• OBJECTIVE A:
In the climate variability text, what does the qEOF technique specifically look for?

• TEXT PROVIDED:
○ ○ ○ ○ ○
Table 2. The eight models analyzed here, length of the control run, the number of latitudes and longitudes for each model grid, and key references describing the models and the model spinup climate. Model or institutional acronyms are defined below Table 1

Empirical orthogonal functions (EOFs) have been widely used to analyze the space-time variability of both observed and model-generated climatic data. EOFs provide an objective method of identifying the most important modes of variability, with the first EOF accounting for (“explaining”) the largest fraction of the total space-time variability, and successive EOFs explaining progressively smaller fractions of the total variability. As shown later, when EOF analysis is applied to the model control runs, the patterns that are produced generally have little similarity to the EOF patterns produced from observational data. That is, the model-generated variability is apparently dominated by patterns (and processes) that are not dominant in nature. This is generally due to: (1) excessive winter-time variability in ice-marginal regions, which must be related to deficiencies in the sea-ice simulation or in ice-ocean–atmosphere interactions; and/or (2) excessive summertime variability over continents, which might be related to deficiencies in the land soil moisture scheme. However, this does not preclude the possibility that, embedded in the spurious model variability, there are modes of variability that correspond to observed modes of variability. In order to identify these modes of variability, we developed an alternative technique, dubbed quasi-EOF (qEOF) analysis, that specifically looks for pre-determined patterns of variability.

The qEOF modes of variability correspond to physically distinct, observed modes of variability. Two of these, the ENSO and NAO, correspond in nature to oscillations in the pressure difference between Tahiti and Darwin (the Southern Oscillation Index, or SOI) and between Gibralter and Iceland (the North Atlantic Oscillation Index, or NAOI), respectively. We compare the correlation between these two qEOF amplitudes and the corresponding pressure indices in nature and in each of the models. To the extent that the pressure index and corresponding qEOF amplitude are correlated, maps of the correlation between local temperature variations and the SOI or NAOI should resemble the maps of the corresponding qEOF fields, so we complete our analysis by computing these maps for the observations and the models.

The qEOF analysis technique is explained in Sect. 2. Section 3 presents the results of the EOF and quasi-EOF analyses when applied to observed temperature data. Section 4 describes the model climatologies, followed by EOF and qEOF analysis in Sects. 5 and 6. Section 7 compares the leading qEOF amplitudes with key surface pressure indices. Precipitation data are analyzed in Part 2 (Harvey 2003).

2 Statistical techniques used

The EOF and quasi-EOF analysis will be applied to observed and model annual-mean and seasonal data. In the case of model data, we first compute the annual or seasonal means for the control-run data for each model. We then compute the linear trend at each grid point and subtract this trend from the yearly or seasonal grid-point data in order to remove the effects of model drift (assumed to be spurious and likely to have a spatial pattern that differs from the patterns of internally-generated variability). In the case of observations, we do not detrend the data because the observations contain a signal from anthropogenic forcing that has not varied linearly (e.g. Wigley et al. 1998), so that linear detrending would not entirely remove this signal. Rather, we believe that the EOF and qEOF analysis techniques themselves represent the best way to remove those parts of the anthropogenic signal that are not merely amplifications of the modes of internal variability, allowing us to compare the remaining variability with detrended model control run variability. Nevertheless, the question of how to best remove the anthropogenic component in the observations, and how to correctly compare the model and observed EOFs and qEOFs, is an important part of our investigation, and something to which we will return later.
○ ○ ○ ○ ○
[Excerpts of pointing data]

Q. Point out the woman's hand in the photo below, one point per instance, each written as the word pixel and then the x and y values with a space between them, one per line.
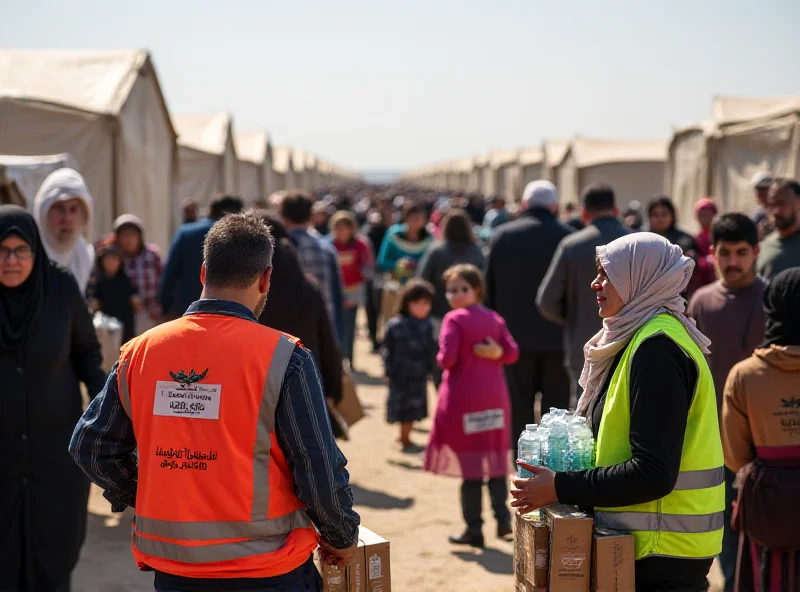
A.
pixel 536 492
pixel 488 350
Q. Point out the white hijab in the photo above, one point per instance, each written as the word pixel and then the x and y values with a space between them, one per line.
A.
pixel 78 257
pixel 650 273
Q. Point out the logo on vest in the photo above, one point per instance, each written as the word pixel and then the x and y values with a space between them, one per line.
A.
pixel 186 397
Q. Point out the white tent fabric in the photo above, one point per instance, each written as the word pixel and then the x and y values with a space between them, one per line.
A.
pixel 254 153
pixel 207 155
pixel 106 109
pixel 633 168
pixel 727 110
pixel 28 172
pixel 282 166
pixel 719 157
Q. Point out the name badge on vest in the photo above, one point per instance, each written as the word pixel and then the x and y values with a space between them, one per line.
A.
pixel 186 397
pixel 484 421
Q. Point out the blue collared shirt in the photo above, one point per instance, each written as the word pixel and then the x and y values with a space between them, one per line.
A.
pixel 104 445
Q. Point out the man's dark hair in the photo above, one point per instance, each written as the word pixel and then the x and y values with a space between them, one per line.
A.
pixel 223 204
pixel 414 290
pixel 237 249
pixel 457 228
pixel 410 208
pixel 734 228
pixel 598 197
pixel 296 207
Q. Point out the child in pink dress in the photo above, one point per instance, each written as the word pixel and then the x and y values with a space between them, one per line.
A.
pixel 470 435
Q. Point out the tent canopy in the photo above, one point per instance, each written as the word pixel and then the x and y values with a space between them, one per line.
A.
pixel 726 110
pixel 204 133
pixel 107 110
pixel 252 146
pixel 592 152
pixel 531 155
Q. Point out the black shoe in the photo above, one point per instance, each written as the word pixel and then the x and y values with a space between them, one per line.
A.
pixel 468 538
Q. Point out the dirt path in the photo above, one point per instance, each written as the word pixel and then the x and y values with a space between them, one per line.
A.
pixel 414 510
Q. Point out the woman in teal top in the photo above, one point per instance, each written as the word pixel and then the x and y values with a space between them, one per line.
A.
pixel 405 244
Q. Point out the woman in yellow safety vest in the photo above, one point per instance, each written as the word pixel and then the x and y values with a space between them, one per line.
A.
pixel 649 398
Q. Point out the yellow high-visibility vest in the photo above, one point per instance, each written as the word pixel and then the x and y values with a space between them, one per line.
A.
pixel 688 522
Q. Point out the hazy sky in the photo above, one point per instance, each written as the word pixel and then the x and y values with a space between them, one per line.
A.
pixel 378 84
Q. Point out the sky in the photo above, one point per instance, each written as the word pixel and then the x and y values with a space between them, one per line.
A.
pixel 378 85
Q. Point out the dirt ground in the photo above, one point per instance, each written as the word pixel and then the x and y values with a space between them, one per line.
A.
pixel 414 510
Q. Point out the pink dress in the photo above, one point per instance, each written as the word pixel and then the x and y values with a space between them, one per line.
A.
pixel 471 430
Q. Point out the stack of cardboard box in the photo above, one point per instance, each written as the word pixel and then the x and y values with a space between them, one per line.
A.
pixel 369 571
pixel 557 550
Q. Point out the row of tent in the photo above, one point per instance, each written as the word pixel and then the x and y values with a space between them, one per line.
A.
pixel 717 157
pixel 104 113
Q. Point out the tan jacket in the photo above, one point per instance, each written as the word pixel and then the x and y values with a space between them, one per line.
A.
pixel 761 404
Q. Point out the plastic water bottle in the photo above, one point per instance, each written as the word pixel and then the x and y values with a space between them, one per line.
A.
pixel 528 449
pixel 581 444
pixel 558 443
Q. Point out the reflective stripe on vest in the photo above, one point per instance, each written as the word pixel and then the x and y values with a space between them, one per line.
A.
pixel 700 479
pixel 124 389
pixel 275 530
pixel 687 522
pixel 649 521
pixel 208 553
pixel 266 426
pixel 209 530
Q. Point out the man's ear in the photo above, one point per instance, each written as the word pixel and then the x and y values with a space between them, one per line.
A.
pixel 263 281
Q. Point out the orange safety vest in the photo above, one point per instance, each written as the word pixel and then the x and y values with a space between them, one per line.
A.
pixel 215 494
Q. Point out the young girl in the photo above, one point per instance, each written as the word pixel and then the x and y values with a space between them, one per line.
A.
pixel 407 350
pixel 470 436
pixel 355 258
pixel 112 291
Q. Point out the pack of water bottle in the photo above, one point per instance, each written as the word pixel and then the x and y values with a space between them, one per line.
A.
pixel 561 442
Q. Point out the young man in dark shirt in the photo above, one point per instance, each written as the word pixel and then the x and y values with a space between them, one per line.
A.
pixel 730 314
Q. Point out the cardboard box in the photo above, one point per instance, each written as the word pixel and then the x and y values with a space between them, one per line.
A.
pixel 613 554
pixel 376 561
pixel 531 552
pixel 570 548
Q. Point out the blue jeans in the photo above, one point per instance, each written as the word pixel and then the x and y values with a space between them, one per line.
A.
pixel 730 539
pixel 349 332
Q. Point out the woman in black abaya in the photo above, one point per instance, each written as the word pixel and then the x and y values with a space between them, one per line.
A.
pixel 48 346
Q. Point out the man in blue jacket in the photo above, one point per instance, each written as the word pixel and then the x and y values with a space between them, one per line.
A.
pixel 180 283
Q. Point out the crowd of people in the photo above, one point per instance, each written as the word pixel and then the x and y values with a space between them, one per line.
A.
pixel 687 376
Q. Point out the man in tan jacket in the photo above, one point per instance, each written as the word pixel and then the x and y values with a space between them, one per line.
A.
pixel 761 405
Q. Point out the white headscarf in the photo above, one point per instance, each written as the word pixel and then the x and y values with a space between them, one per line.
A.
pixel 78 257
pixel 650 273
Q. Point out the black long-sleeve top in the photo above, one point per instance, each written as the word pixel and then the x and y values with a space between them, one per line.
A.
pixel 663 379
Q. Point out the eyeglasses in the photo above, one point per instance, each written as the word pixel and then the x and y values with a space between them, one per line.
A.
pixel 462 290
pixel 22 253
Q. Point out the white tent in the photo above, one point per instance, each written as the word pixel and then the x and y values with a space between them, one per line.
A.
pixel 501 176
pixel 254 152
pixel 531 167
pixel 208 162
pixel 633 168
pixel 106 109
pixel 553 155
pixel 282 167
pixel 719 157
pixel 26 173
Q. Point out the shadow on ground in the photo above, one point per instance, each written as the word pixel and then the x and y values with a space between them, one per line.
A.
pixel 404 464
pixel 362 378
pixel 492 560
pixel 379 499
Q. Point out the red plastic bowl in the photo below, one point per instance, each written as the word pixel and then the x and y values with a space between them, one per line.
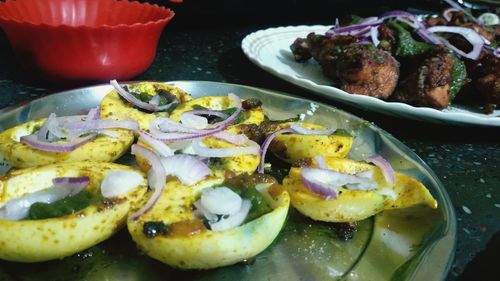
○ ○ ○ ○ ○
• OBJECTIVE B:
Express the rows as a Markdown table with the columns Number and Text, beginning at the first line of the rows and stopping after the line that contains "pixel 488 350". Skip blank lines and leave out the pictures.

• FULL ANSWER A:
Pre-determined patterns of variability.

• FULL ANSWER B:
| Number | Text |
|---|---|
| 1 | Q. Point out the woman's hand in the photo below, one point per instance, each written as the word pixel and then the x and y values with a space between them, one per line. |
| 2 | A. |
| 3 | pixel 536 492 |
| 4 | pixel 488 350 |